## [Task goal]
Every line holding "background" should be copied from the records below.

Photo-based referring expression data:
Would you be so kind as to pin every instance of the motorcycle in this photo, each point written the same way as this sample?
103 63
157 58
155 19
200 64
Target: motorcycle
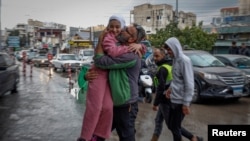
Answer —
145 85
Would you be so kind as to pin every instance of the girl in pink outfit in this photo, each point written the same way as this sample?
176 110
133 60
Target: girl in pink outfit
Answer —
98 115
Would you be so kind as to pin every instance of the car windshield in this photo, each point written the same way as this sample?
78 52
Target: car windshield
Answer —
88 53
41 57
69 57
241 62
205 60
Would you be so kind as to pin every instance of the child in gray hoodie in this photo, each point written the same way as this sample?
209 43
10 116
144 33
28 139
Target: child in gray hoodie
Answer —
181 88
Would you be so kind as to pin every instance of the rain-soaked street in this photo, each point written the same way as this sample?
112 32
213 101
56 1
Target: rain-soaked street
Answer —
44 110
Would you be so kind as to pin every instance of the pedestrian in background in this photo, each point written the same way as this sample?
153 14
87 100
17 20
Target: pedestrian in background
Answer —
233 49
181 89
161 103
244 50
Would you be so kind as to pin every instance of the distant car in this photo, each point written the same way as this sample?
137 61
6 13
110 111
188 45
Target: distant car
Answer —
213 79
40 60
31 56
241 62
9 74
65 61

## [Answer to the problem]
Would you be so kind as to pin every instance of the pedestrian in background in this photo, each point written the same way as this sample?
Target: pedestrian in background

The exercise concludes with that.